▶ _Text passage_:
++++++++

Who’s involved in them?

The leaders and top advisers of education-focused SPACs bring experience in various aspects of education as well as finance and regulation.

One of the most prominent education names within SPACs targeting the sector is Michael Moe, an investor whose firm GSV has put money in several well-known ed tech companies, including Guild and Coursera. He helms Class Acceleration Corp., whose board of directors includes James Runcie, chief operating officer of the Federal Student Aid office during the Obama administration, and Lev Gonick, chief information officer at Arizona State University

Adit EdTech, another SPAC, lists David Shrier, co-founder of Esme Learning Solutions, as its chief executive. Elizabeth Porter, Adit’s chief technology officer and secretary, was previously vice president of product at MOOC provider EdX and a co-founder of Esme. And the advisory panel of SPAC EdtechX includes several people with education experience.

What kind of companies could draw their interest? 

Education SPACs’ goals vary slightly, based on their filings with the U.S. Securities and Exchange Commission.

Class Acceleration Corp. indicated a likely focus on education and entertainment. Adit EdTech Acquisition Corp., said it is eyeing markets including but not limited to international schools, alternative education, vocational training, corporate training and professional upskilling. OCA Acquisition Corp. lists healthcare and education business services companies among its focuses. And EdtechX includes education, training, reskilling, human capital and ed tech as potential targets.

“What investors are looking for is growth,” Moe said, pointing to a recent acceleration of activity in the digital learning and education markets.

The size of the market the company is going after could also be a factor. Being able to address a larger number of prospective student segments makes the potential investment more attractive, said Ryan MacDonald, an equity research analyst at Needham

Within education, areas of focus likely to draw attention include student engagement, career readiness and institutional effectiveness, said James Wiley, principal analyst of technology at research and advisory firm Eduventures.

Colleges’ shift online during the pandemic attracted investors’ interest, but for many higher education institutions the biggest changes are likely to be temporary. Wiley thinks it may be too early to tell where colleges will land on virtual learning once the pandemic is over. “If higher ed is at a pivot point … what’s on the other side of that inflection?” Wiley asked. “That’s going to be very attractive to a lot of people investing.” 

Why aren’t there more public ed tech companies to begin with?

++++++++

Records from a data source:
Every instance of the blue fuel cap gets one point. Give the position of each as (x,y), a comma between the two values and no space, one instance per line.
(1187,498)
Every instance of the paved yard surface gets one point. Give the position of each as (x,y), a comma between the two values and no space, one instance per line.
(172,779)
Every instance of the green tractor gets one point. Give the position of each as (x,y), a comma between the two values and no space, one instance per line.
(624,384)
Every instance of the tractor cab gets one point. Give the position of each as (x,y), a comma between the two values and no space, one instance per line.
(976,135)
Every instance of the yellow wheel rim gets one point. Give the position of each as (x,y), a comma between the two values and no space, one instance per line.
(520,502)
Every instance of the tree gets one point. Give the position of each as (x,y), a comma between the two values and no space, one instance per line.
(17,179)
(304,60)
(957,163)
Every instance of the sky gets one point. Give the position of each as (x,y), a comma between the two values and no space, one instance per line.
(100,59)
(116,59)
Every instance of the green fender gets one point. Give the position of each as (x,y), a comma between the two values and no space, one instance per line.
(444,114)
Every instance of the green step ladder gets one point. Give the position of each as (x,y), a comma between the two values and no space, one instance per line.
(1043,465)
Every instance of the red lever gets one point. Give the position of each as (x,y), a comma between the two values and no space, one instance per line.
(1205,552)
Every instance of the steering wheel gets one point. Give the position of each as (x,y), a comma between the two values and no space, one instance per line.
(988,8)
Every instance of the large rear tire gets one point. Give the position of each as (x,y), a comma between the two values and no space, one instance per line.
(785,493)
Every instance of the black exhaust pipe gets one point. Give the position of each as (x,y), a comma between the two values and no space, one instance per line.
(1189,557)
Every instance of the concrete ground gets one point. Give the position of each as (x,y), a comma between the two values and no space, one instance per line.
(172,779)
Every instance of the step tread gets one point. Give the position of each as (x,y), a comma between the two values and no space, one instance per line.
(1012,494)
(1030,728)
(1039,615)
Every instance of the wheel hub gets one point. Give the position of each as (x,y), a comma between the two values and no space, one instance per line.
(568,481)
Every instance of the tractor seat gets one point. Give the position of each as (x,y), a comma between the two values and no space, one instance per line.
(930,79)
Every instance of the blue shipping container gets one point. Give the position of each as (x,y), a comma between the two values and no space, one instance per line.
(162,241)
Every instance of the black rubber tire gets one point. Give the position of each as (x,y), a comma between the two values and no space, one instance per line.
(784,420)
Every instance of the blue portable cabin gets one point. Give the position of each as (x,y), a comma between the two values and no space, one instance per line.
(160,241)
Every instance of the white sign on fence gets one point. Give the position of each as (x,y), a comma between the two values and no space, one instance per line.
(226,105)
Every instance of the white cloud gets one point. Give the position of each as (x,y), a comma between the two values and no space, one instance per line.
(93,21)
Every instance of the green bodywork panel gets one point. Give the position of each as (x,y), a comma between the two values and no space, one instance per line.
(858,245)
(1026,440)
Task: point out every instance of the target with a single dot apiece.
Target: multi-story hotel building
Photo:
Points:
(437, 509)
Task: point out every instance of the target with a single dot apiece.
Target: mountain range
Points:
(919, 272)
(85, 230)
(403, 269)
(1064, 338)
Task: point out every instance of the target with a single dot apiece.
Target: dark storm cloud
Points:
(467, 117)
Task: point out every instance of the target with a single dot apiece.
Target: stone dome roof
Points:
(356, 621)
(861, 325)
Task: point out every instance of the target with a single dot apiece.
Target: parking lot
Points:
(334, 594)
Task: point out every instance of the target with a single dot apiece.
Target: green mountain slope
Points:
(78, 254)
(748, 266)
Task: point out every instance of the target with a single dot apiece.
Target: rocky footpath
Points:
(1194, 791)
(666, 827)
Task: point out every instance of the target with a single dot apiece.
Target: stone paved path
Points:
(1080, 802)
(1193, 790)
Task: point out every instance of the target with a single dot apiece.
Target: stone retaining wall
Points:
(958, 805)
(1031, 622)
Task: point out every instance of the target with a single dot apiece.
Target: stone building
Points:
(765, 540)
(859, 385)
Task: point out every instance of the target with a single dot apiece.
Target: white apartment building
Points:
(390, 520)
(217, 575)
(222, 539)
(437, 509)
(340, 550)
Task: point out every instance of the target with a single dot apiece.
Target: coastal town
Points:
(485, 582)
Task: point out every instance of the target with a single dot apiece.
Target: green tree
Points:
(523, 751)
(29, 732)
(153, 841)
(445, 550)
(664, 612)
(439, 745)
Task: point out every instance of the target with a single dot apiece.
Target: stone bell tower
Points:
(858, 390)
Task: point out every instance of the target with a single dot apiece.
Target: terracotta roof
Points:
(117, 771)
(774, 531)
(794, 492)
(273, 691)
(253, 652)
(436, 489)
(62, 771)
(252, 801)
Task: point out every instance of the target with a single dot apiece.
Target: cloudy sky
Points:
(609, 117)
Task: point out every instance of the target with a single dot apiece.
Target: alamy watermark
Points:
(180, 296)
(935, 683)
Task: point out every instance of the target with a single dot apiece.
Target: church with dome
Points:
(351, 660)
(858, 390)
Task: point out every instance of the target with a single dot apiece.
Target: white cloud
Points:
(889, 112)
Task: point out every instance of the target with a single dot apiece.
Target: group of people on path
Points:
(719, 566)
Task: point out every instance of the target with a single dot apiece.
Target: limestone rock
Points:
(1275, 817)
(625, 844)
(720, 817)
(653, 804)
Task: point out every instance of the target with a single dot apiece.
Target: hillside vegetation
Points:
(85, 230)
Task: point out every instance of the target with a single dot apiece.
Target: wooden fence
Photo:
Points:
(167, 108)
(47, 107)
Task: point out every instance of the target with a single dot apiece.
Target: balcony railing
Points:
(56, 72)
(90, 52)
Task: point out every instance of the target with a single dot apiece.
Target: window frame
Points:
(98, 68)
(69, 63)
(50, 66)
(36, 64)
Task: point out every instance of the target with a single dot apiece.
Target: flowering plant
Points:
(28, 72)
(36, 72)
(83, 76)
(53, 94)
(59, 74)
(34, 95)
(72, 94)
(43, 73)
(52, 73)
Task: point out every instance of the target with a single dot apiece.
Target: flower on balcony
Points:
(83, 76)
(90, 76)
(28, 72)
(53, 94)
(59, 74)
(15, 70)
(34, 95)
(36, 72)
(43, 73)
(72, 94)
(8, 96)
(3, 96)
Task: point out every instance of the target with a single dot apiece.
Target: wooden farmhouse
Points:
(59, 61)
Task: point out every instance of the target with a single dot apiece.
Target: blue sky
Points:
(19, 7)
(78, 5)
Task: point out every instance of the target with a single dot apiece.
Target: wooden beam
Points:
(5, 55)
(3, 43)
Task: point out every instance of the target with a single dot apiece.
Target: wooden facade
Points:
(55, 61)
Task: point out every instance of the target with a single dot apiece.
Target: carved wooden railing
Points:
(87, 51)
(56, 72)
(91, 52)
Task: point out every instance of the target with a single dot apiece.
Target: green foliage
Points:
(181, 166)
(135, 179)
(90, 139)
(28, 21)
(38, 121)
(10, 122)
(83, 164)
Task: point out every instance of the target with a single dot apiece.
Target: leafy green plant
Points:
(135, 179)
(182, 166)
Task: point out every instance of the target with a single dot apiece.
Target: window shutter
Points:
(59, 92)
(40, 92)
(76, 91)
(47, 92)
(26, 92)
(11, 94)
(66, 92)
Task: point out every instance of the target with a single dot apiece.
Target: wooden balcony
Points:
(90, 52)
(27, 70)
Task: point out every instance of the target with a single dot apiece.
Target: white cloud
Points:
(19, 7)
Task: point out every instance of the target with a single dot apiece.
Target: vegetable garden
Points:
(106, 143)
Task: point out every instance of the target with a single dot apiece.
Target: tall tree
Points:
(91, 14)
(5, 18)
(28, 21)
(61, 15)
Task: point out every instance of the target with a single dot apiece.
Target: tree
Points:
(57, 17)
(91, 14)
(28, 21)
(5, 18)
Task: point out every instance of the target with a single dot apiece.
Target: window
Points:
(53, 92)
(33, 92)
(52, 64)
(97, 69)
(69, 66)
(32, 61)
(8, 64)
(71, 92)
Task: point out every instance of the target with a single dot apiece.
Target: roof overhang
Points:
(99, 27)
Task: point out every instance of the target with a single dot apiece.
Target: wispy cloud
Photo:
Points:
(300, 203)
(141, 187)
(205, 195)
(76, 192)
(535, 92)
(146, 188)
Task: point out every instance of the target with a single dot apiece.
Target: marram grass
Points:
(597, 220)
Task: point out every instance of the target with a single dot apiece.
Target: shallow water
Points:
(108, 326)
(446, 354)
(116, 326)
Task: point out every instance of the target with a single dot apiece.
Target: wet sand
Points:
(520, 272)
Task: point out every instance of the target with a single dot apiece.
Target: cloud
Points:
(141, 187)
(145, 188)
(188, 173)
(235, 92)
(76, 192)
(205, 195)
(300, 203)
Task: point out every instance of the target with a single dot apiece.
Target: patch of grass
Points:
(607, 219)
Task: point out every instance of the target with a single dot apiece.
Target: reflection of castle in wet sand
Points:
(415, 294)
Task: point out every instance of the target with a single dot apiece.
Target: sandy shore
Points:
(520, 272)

++++++++

▶ _The problem_: In the text on education SPACs, turn the paragraph that begins "Class Acceleration Corp. indicated" into a short list that pairs each SPAC with its stated focus. Use only the text to do this.

▶ _Task response_:
- Class Acceleration Corp.: education and entertainment
- Adit EdTech Acquisition Corp.: markets including, but not limited to, international schools, alternative education, vocational training, corporate training and professional upskilling
- OCA Acquisition Corp.: healthcare and education business services companies
- EdtechX: education, training, reskilling, human capital and ed tech